Files
SP2XR/docs/api-reference.md

8.8 KiB

API Reference

Core Modules

sp2xr.io

Input/output operations for data conversion and processing.

Functions:

  • csv_to_parquet(source_dir, target_dir, config_file, filter_pattern) - Convert CSV/ZIP files to Parquet format
  • process_sp2xr_file(file_path, config_file, output_dir) - Process individual SP2XR data files
  • read_sp2xr_csv(file_path, schema, **kwargs) - Read SP2XR CSV/ZIP files with schema validation
  • load_matching_hk_file(pbp_file, hk_dir, hk_schema) - Load housekeeping file matching a PbP file
  • enrich_sp2xr_dataframe(df, filename) - Add time-derived and metadata columns (date, hour, filename)
  • save_sp2xr_parquet(df, output_dir, partition_cols) - Save DataFrame to partitioned Parquet format

sp2xr.calibration

Complete calibration workflow with flags and processing.

Calibration Functions:

  • calibrate_single_particle(ddf, instr_config, run_config) - Complete calibration workflow with quality flags
  • calibrate_particle_data(df, config) - Apply scattering and incandescence calibrations to particle data
  • apply_calibration(df, config) - Legacy wrapper for backward compatibility
  • apply_inc_calibration(df, calib_params) - Apply incandescence calibration (BC mass calculation)
  • apply_scatt_calibration(df, calib_params) - Apply scattering calibration (optical diameter calculation)

Calibration Curve Functions:

  • polynomial(x, coeffs) - Generic polynomial curve: a0 + a1*x + a2*x^2 + ...
  • powerlaw(x, a, b) - Generic power-law calibration: a * x^b

Mass/Diameter Conversion:

  • BC_mass_to_diam(mass_fg, material='fullerene') - Convert BC mass (fg) to mass-equivalent diameter (nm)
═══
__Jobs__:
**1)** In the API reference, which material does BC_mass_to_diam use by default?
**2)** Reproduce the API reference from "sp2xr.calibration" through "(BC mass calculation)", changing "Legacy" to "Deprecated".
═══
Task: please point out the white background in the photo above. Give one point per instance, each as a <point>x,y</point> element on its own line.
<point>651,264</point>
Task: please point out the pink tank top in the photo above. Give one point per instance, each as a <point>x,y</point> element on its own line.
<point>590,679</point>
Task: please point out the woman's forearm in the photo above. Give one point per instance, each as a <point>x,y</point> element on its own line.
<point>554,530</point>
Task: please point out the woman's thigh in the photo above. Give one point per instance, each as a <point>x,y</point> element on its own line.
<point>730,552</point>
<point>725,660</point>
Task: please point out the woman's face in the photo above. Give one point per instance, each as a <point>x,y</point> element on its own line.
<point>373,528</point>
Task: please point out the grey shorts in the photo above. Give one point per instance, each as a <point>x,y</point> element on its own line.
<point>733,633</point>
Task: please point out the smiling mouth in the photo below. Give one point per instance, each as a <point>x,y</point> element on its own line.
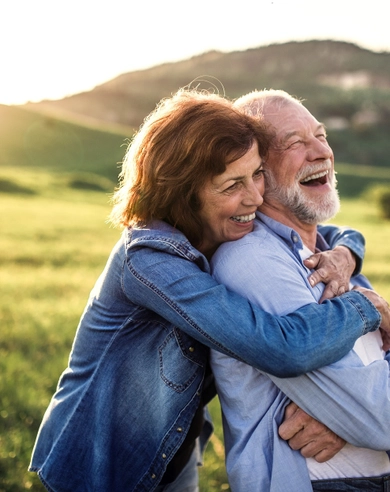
<point>316,179</point>
<point>243,219</point>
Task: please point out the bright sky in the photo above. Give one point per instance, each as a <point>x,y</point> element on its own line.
<point>54,48</point>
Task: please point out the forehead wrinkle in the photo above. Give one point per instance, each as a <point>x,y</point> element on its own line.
<point>294,133</point>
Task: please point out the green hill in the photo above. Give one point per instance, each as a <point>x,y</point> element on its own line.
<point>345,86</point>
<point>33,140</point>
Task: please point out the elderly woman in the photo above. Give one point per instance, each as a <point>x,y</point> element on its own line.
<point>128,410</point>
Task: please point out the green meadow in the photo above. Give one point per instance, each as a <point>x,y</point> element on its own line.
<point>54,243</point>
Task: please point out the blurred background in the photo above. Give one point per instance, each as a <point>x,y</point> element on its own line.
<point>78,78</point>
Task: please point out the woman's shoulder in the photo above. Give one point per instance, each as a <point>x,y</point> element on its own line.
<point>160,236</point>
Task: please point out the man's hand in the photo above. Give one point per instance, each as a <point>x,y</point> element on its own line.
<point>310,437</point>
<point>335,268</point>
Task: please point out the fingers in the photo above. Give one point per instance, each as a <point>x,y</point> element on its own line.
<point>310,437</point>
<point>322,454</point>
<point>333,289</point>
<point>333,268</point>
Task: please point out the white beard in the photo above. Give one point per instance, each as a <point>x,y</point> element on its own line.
<point>307,210</point>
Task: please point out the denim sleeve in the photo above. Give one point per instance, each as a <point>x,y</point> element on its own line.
<point>311,337</point>
<point>351,399</point>
<point>343,236</point>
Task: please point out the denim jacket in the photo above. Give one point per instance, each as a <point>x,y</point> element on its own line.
<point>136,371</point>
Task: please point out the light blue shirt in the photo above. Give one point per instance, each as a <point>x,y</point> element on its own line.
<point>351,399</point>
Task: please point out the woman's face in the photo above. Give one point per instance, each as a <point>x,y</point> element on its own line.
<point>230,200</point>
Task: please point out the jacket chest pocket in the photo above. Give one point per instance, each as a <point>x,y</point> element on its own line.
<point>180,362</point>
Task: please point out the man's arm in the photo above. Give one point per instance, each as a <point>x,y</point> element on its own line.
<point>336,395</point>
<point>336,266</point>
<point>351,239</point>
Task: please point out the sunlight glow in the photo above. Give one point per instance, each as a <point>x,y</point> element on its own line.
<point>51,49</point>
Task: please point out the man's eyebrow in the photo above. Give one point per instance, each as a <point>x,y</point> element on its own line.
<point>294,133</point>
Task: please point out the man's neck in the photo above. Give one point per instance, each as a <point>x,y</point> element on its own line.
<point>307,232</point>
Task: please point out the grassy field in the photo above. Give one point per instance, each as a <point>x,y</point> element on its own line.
<point>54,243</point>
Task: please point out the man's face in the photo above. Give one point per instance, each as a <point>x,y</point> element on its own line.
<point>300,179</point>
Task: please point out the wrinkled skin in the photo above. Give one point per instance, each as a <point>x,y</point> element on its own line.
<point>310,437</point>
<point>304,433</point>
<point>335,268</point>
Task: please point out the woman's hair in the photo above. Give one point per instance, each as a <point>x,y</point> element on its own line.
<point>185,141</point>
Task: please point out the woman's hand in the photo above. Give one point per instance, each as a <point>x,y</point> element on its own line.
<point>333,267</point>
<point>310,437</point>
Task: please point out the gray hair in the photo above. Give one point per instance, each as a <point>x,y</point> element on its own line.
<point>256,103</point>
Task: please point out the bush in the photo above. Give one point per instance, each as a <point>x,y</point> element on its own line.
<point>89,181</point>
<point>381,195</point>
<point>8,186</point>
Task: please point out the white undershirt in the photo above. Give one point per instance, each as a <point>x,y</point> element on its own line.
<point>351,461</point>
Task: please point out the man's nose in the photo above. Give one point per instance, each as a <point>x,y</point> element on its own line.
<point>319,150</point>
<point>254,194</point>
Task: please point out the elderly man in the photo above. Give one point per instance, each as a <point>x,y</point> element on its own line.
<point>352,396</point>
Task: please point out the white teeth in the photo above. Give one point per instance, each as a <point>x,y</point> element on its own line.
<point>244,218</point>
<point>314,176</point>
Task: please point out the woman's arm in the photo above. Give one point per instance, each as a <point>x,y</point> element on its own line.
<point>192,300</point>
═══
__Answers given__:
**1)** Fullerene.

**2)**
sp2xr.calibration

Complete calibration workflow with flags and processing.

Calibration Functions:

  • calibrate_single_particle(ddf, instr_config, run_config) - Complete calibration workflow with quality flags
  • calibrate_particle_data(df, config) - Apply scattering and incandescence calibrations to particle data
  • apply_calibration(df, config) - Deprecated wrapper for backward compatibility
  • apply_inc_calibration(df, calib_params) - Apply incandescence calibration (BC mass calculation)